In two sentences, summarize the article below about Audrey Hepburn's sons.

##### Text block

The two sons of the Hollywood legend Audrey Hepburn spoke out this week to recall how she raised them outside of the entertainment world.

“My mother was very present – picking me up at school, worrying about education, things like that,” Luca Dotti, 51, told Closer Weekly.

Dotti’s older brother Sean Hepburn Ferrer, 60, added that it was not until his teenage years that the now-film producer discovered his mother’s movies.

“I was back home in Switzerland,” he said. “[I found that] my mother kept all her awards, film memorabilia, costumes and photographs in the attic. That’s how I first discovered her films.”

Hepburn Ferrer went on to say that despite all of the success his mother had in the world of Hollywood, her family always came first.

“When I had to go to school and could no longer travel to be with her on the set, she gave up her career,” he said. “She felt the most valuable thing was family.”

Hepburn Ferrer then said that his mother settled “very contentedly” into domestic life in a Swiss farmhouse.

“I think she was very happy at home with her dogs and her cooking,” he explained. “Her secret to happiness was simple and unpretentious. She had a beautiful house, would pick fruit and make jams, run the dogs in the fields, have a whiskey at five o’clock and cook a great plate of pasta. It wasn’t complicated.”

“She loved having conversations as she walked,” Dotti chimed in to add, saying that his mother spent much of her free time in the garden.

“The joy of things blooming after a strong winter – in Switzerland we have hard winters – that was something she liked to share with us a lot,” he said.

Hepburn was only 63 years-old when she tragically died of cancer back in 1993. Her son Hepburn Ferrer opened up further about his normal upbringing last year.

“You know, we weren’t a Hollywood family,” he said at the time. “I didn’t grow up in a home with screening rooms and my mother didn’t behave like a movie star. I later realized she was different when there would be paparazzi while she was picking me up from school… But when we were living in Switzerland, I remember there were two black and white TV channels. Once in a while, people would say, ‘Look, your mom’s on TV.’ But as a young kid, you don’t really worry about those things so much.”

##########
##### Supplied material

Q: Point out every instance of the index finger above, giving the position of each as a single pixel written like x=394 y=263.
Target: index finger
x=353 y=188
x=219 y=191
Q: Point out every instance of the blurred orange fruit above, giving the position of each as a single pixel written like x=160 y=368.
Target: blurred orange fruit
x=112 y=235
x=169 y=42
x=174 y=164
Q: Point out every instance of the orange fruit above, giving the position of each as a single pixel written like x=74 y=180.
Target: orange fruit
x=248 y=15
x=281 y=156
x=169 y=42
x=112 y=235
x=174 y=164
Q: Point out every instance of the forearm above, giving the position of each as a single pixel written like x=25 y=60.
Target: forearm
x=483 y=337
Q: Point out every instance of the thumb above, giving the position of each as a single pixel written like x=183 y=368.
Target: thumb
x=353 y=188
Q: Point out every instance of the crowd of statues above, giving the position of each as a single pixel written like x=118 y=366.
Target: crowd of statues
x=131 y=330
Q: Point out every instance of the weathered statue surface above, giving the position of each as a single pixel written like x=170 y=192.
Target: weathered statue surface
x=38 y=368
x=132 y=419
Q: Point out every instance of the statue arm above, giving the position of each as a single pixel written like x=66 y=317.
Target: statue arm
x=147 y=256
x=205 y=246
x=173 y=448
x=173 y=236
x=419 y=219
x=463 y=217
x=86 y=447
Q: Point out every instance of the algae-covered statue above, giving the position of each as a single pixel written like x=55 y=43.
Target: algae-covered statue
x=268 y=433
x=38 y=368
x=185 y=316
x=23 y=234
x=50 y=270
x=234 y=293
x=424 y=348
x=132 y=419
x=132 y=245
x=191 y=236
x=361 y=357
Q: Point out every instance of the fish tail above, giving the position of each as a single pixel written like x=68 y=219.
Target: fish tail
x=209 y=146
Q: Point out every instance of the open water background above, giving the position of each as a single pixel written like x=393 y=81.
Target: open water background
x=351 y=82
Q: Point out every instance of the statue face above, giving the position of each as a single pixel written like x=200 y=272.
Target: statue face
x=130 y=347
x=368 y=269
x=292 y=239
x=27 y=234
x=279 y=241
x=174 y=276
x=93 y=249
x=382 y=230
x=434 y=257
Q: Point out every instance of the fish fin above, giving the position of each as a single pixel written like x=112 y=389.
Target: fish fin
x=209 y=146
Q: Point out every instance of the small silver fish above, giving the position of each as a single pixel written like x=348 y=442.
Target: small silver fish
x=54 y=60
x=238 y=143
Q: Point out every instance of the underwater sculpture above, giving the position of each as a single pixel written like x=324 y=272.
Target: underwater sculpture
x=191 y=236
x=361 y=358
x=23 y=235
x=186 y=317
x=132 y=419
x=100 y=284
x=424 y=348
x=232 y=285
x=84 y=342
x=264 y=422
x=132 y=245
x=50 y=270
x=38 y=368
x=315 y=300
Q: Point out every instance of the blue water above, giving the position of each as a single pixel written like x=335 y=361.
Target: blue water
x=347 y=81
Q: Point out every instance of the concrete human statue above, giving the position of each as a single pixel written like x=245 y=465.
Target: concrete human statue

##########

* Task answer *
Audrey Hepburn's sons, Luca Dotti and Sean Hepburn Ferrer, recalled that she raised them outside the entertainment world, staying present in their daily lives and giving up her career when Sean had to go to school, because she felt family was the most valuable thing. She settled contentedly into a simple life in a Swiss farmhouse with her dogs, cooking and garden, and Sean only discovered her films as a teenager among the memorabilia she kept in the attic.